▸ **TASK DETAILS**
According to the reinforcement learning module overview, which languages are used to implement the module's performance-critical components?

▸ **DOCUMENT TEXT**
*** Begin section ***

Reinforcement Learning Module¶

Overview¶

The Reinforcement Learning (RL) module in Neurenix provides a comprehensive suite of algorithms and tools for developing, training, and deploying reinforcement learning agents. Built on Neurenix's high-performance multi-language architecture, this module delivers efficient implementations of classical and state-of-the-art RL algorithms.

The module features a unified agent interface that works seamlessly with Neurenix's tensor and neural network modules, enabling users to easily switch between different RL algorithms without changing their environment code. It supports various RL paradigms, including value-based methods, policy-based methods, actor-critic methods, and model-based methods.

Implemented with a combination of Rust and C++ for performance-critical components and Python for the user-friendly interface, the RL module ensures both computational efficiency and ease of use. It provides native support for various hardware accelerators, including GPUs, TPUs, and specialized AI hardware, with automatic optimization for the available hardware.

*** End section ***

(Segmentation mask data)
*** Begin section ***

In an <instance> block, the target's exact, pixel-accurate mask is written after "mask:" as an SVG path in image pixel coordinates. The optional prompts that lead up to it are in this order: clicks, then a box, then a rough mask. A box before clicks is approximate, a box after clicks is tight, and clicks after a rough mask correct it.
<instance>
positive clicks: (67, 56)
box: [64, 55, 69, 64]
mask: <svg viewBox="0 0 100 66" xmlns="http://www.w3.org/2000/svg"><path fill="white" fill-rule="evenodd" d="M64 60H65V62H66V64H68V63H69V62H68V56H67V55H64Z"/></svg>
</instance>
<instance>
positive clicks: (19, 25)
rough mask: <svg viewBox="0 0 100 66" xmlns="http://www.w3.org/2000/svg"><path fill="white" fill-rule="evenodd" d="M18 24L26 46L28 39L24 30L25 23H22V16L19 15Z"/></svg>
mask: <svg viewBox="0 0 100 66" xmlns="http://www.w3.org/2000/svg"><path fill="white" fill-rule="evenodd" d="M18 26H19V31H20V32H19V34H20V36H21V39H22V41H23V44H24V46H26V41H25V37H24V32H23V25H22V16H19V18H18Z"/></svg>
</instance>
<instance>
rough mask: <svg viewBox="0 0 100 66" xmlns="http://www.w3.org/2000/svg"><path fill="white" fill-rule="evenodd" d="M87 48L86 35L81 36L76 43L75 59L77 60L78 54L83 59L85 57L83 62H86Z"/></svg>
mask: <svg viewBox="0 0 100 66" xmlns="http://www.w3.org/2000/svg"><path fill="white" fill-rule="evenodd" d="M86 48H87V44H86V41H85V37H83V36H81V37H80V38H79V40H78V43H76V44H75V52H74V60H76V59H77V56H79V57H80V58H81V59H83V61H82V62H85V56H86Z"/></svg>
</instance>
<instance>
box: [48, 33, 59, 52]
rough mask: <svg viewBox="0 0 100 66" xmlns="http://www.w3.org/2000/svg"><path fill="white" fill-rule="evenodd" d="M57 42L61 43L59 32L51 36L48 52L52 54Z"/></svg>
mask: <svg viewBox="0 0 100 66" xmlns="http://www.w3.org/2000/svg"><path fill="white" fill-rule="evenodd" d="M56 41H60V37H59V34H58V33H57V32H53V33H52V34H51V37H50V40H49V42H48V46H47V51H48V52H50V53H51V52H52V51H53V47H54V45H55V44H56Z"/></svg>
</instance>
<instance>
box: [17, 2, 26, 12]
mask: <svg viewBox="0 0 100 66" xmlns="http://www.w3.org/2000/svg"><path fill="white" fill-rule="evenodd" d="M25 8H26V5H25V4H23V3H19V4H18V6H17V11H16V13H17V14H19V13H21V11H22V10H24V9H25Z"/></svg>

*** End section ***

▸ **RESPONSE TO THIS TASK**
Rust and C++.